*Instruction:* Copy every line of the material, requests included, and shift each coordinate in the answers by -55.

◆ ◆ ◆ ◆ ◆ ◆ ◆

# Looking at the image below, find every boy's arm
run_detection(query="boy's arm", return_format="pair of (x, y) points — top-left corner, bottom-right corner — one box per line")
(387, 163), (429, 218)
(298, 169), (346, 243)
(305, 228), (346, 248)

◆ ◆ ◆ ◆ ◆ ◆ ◆

*Solution below:*
# Looking at the image below, find every boy's arm
run_detection(query="boy's arm", return_format="pair of (x, y) points — top-left corner, bottom-right corner — one box per line")
(332, 108), (374, 163)
(243, 114), (291, 188)
(250, 173), (291, 193)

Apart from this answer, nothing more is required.